== Problem statement ==
Copy nothing but the text: repeat each entry exactly and drop the images.

Source records START

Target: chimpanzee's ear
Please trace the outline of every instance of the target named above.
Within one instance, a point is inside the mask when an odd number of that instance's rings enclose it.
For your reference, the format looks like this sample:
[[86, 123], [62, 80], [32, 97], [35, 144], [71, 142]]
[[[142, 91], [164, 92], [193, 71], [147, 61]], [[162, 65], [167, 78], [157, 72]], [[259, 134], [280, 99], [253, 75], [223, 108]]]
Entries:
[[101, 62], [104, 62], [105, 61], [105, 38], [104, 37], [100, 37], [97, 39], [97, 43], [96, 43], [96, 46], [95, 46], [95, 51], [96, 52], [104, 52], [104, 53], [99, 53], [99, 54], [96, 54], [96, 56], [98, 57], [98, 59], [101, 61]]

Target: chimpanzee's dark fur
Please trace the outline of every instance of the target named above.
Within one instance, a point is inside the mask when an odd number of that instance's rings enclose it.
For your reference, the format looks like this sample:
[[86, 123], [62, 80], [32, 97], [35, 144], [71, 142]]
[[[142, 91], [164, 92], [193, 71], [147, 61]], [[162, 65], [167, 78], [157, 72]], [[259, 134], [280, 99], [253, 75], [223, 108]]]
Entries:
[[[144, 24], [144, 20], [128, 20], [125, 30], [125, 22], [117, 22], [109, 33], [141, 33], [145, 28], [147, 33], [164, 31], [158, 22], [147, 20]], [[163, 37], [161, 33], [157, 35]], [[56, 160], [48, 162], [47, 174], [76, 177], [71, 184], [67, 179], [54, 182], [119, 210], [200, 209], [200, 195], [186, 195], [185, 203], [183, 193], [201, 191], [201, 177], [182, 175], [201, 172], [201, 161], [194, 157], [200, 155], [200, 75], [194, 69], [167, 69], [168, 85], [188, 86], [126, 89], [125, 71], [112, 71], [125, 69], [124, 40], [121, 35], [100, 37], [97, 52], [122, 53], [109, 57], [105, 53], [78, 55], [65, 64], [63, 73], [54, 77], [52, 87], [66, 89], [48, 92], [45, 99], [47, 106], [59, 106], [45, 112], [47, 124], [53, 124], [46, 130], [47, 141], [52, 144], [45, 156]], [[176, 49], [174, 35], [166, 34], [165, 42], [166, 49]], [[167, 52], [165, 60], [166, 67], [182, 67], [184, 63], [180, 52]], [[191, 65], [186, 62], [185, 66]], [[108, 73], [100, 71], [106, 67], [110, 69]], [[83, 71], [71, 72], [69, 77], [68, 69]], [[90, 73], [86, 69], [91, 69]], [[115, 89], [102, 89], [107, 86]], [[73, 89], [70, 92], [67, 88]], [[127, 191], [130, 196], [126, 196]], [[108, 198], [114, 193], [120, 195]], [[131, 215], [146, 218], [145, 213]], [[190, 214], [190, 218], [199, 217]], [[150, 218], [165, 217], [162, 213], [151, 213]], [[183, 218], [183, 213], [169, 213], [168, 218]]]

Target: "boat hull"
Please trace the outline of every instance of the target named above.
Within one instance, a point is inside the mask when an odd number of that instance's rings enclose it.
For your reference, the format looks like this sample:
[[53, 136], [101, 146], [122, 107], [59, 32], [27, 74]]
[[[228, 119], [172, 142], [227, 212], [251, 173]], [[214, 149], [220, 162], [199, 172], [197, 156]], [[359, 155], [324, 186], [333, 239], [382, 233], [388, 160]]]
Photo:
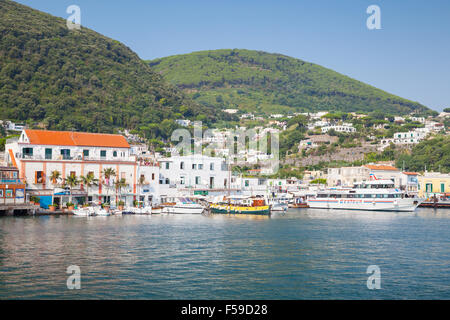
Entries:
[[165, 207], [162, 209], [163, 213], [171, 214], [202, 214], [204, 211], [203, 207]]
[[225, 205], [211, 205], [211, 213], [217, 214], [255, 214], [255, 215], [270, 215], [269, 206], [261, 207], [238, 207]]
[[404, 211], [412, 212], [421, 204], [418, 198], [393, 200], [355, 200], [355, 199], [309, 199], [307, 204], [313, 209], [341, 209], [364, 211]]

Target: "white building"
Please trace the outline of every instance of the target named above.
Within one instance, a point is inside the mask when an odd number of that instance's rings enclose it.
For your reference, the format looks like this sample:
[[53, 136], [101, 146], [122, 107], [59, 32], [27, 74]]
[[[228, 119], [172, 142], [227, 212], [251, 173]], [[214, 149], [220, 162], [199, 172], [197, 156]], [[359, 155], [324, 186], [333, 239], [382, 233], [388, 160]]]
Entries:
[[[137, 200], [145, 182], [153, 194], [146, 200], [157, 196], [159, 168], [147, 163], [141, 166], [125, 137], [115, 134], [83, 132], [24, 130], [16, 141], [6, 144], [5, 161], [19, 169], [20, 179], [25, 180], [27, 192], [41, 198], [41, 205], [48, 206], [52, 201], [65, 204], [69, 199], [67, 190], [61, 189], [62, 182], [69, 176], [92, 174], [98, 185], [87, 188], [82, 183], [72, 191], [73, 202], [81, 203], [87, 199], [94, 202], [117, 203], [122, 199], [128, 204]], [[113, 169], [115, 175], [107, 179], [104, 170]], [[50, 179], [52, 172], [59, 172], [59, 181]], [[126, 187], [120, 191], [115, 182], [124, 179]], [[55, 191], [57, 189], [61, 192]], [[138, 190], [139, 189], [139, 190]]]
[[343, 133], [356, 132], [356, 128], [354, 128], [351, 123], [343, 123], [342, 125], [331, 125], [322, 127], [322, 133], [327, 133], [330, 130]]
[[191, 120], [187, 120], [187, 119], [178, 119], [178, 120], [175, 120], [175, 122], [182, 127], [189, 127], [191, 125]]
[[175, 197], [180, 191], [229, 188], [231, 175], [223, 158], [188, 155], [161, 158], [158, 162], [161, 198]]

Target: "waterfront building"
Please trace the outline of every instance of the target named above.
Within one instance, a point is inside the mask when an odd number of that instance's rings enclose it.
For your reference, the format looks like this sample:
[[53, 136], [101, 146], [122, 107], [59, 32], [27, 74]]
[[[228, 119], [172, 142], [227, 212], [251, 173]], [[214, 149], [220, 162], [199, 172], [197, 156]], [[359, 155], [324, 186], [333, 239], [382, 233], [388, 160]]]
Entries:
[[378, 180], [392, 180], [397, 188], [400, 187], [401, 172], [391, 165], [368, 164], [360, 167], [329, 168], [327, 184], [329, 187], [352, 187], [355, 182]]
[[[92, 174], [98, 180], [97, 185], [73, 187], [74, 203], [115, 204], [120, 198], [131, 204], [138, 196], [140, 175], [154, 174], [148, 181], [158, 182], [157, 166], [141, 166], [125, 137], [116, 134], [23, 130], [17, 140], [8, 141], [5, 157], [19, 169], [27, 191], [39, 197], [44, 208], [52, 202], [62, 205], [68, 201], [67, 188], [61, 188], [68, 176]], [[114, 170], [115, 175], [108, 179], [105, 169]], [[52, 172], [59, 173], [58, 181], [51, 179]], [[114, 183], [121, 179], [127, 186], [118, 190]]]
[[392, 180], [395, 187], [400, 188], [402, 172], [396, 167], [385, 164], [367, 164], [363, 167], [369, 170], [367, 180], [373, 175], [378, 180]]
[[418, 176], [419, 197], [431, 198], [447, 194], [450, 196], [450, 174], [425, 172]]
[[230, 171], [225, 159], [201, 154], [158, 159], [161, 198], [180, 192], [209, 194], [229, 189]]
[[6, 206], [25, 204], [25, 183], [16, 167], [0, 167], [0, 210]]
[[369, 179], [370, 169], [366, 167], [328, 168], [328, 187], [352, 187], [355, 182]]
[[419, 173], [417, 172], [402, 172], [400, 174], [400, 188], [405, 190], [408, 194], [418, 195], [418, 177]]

Source records END

== Task output ==
Target: chimpanzee's ear
Please trace the outline of every instance of the target named above.
Within one instance, a point is inside the mask when an odd number of that instance's rings enclose it.
For your reference, the format looks like this sample:
[[86, 123], [62, 80], [32, 97], [35, 144], [71, 142]]
[[[142, 91], [164, 92], [193, 71], [147, 61]], [[162, 65], [167, 78], [157, 72]], [[259, 134], [280, 99], [253, 75], [223, 108]]]
Entries:
[[101, 62], [104, 62], [105, 61], [105, 38], [104, 37], [100, 37], [97, 39], [97, 43], [96, 43], [96, 46], [95, 46], [95, 51], [96, 52], [104, 52], [104, 53], [99, 53], [99, 54], [96, 54], [96, 56], [98, 57], [98, 59], [101, 61]]

Target: chimpanzee's dark fur
Please trace the outline of every instance of the target named above.
Within one instance, a point is inside the mask when an odd number of that instance's rings enclose it.
For your reference, the format looks like this sample:
[[86, 123], [62, 80], [32, 97], [35, 144], [71, 142]]
[[[142, 91], [164, 92], [193, 71], [147, 61]], [[162, 65], [167, 78], [157, 72]], [[259, 134], [280, 99], [253, 75], [223, 108]]]
Entries:
[[[144, 24], [144, 20], [128, 20], [125, 30], [125, 22], [117, 22], [109, 33], [141, 33], [145, 28], [147, 33], [164, 31], [158, 22], [147, 20]], [[163, 37], [161, 33], [157, 35]], [[56, 160], [48, 162], [47, 174], [76, 177], [71, 184], [67, 179], [54, 182], [119, 210], [200, 209], [200, 195], [186, 195], [185, 203], [183, 193], [201, 191], [201, 177], [182, 175], [201, 172], [201, 161], [194, 157], [200, 155], [200, 75], [194, 69], [167, 69], [168, 85], [188, 86], [126, 89], [125, 71], [112, 71], [125, 69], [124, 40], [121, 35], [100, 37], [97, 52], [122, 53], [109, 57], [105, 53], [78, 55], [65, 64], [63, 73], [54, 77], [52, 87], [66, 89], [48, 92], [45, 99], [47, 106], [59, 106], [45, 112], [47, 124], [53, 124], [46, 130], [47, 141], [52, 144], [45, 156]], [[176, 49], [174, 35], [166, 34], [165, 42], [166, 49]], [[167, 52], [165, 60], [166, 67], [182, 67], [184, 63], [180, 52]], [[191, 65], [186, 62], [185, 66]], [[108, 73], [100, 71], [106, 67], [110, 69]], [[83, 71], [71, 72], [69, 77], [68, 69]], [[90, 73], [86, 69], [91, 69]], [[115, 89], [102, 89], [107, 86]], [[73, 89], [70, 92], [67, 88]], [[127, 191], [130, 196], [126, 196]], [[108, 198], [114, 193], [120, 195]], [[131, 215], [146, 218], [145, 213]], [[190, 214], [190, 218], [199, 217]], [[150, 218], [165, 217], [162, 213], [151, 213]], [[183, 218], [183, 213], [169, 213], [168, 218]]]

Target: "boat hull"
Please trace the outline of every instance of the target named above.
Within one instance, a point is inside the mask when an odd number of that instance's rings enclose it.
For your reference, the format looks like this sample:
[[53, 136], [101, 146], [122, 107], [59, 32], [27, 74]]
[[[228, 119], [172, 142], [227, 212], [251, 173]], [[214, 149], [220, 162], [199, 172], [197, 156]], [[359, 155], [324, 186], [333, 239], [382, 233], [388, 160]]]
Photo:
Entries:
[[165, 207], [162, 209], [163, 213], [171, 214], [202, 214], [204, 211], [203, 207]]
[[225, 205], [211, 205], [211, 213], [217, 214], [255, 214], [255, 215], [270, 215], [269, 206], [261, 207], [238, 207]]
[[404, 211], [412, 212], [421, 204], [418, 198], [393, 200], [355, 200], [355, 199], [309, 199], [307, 204], [313, 209], [341, 209], [364, 211]]

Target: "white building"
Please trace the outline of every instance of the target named above.
Within one instance, a point is inside the mask when an odd number of that instance's rings enclose it.
For your reference, the format looks like this sample:
[[53, 136], [101, 146], [122, 107], [59, 32], [27, 74]]
[[[228, 119], [172, 142], [227, 212], [251, 173]], [[214, 149], [220, 162], [199, 172], [197, 156]], [[359, 155], [324, 186], [333, 239], [382, 233], [388, 160]]]
Entries:
[[[137, 200], [145, 182], [153, 194], [146, 200], [157, 196], [159, 168], [147, 163], [141, 166], [125, 137], [115, 134], [83, 132], [24, 130], [16, 141], [6, 144], [5, 161], [19, 169], [20, 179], [25, 180], [27, 192], [41, 198], [41, 205], [48, 206], [52, 201], [65, 204], [69, 199], [67, 190], [61, 189], [62, 182], [69, 176], [92, 174], [98, 185], [87, 188], [82, 183], [72, 191], [73, 202], [81, 203], [87, 199], [94, 202], [117, 203], [122, 199], [128, 204]], [[113, 169], [115, 175], [107, 179], [104, 170]], [[50, 179], [52, 172], [59, 172], [59, 181]], [[126, 187], [120, 191], [115, 182], [124, 179]], [[55, 191], [57, 189], [61, 192]], [[138, 190], [139, 189], [139, 190]]]
[[343, 133], [356, 132], [356, 128], [354, 128], [351, 123], [343, 123], [342, 125], [331, 125], [322, 127], [322, 133], [327, 133], [330, 130]]
[[191, 120], [187, 120], [187, 119], [178, 119], [178, 120], [175, 120], [175, 122], [182, 127], [189, 127], [191, 125]]
[[175, 197], [180, 191], [229, 188], [231, 175], [223, 158], [188, 155], [161, 158], [158, 162], [161, 198]]

Target: "waterfront building"
Please trace the outline of every instance of the target named above.
Within one instance, a point is inside the mask when an odd number of that instance's rings enclose it.
For your reference, the format looks like this sample:
[[53, 136], [101, 146], [122, 107], [59, 32], [27, 74]]
[[[228, 119], [172, 142], [227, 212], [251, 173]], [[214, 149], [220, 162], [199, 172], [197, 156]], [[359, 155], [324, 186], [333, 239], [382, 233], [388, 160]]]
Entries:
[[378, 180], [392, 180], [397, 188], [400, 187], [401, 172], [391, 165], [368, 164], [360, 167], [329, 168], [327, 184], [329, 187], [352, 187], [355, 182]]
[[[92, 174], [98, 180], [97, 185], [73, 187], [74, 203], [115, 204], [120, 198], [131, 204], [138, 196], [140, 175], [154, 174], [148, 181], [158, 182], [157, 166], [141, 166], [125, 137], [116, 134], [23, 130], [17, 140], [8, 141], [5, 157], [19, 169], [27, 191], [39, 197], [44, 208], [52, 202], [62, 205], [68, 201], [67, 188], [61, 188], [68, 176]], [[114, 170], [115, 175], [108, 179], [105, 169]], [[52, 172], [59, 173], [58, 181], [51, 179]], [[114, 183], [121, 179], [127, 186], [118, 190]]]
[[392, 180], [395, 187], [400, 188], [402, 172], [396, 167], [385, 164], [367, 164], [363, 167], [369, 170], [367, 180], [373, 175], [378, 180]]
[[418, 176], [419, 197], [431, 198], [447, 194], [450, 196], [450, 174], [425, 172]]
[[230, 171], [225, 159], [201, 154], [158, 159], [161, 198], [180, 192], [209, 194], [229, 189]]
[[6, 206], [25, 204], [25, 183], [16, 167], [0, 167], [0, 210]]
[[369, 179], [370, 169], [366, 167], [328, 168], [328, 187], [352, 187], [355, 182]]
[[419, 173], [417, 172], [402, 172], [400, 174], [400, 188], [405, 190], [408, 194], [418, 195], [418, 177]]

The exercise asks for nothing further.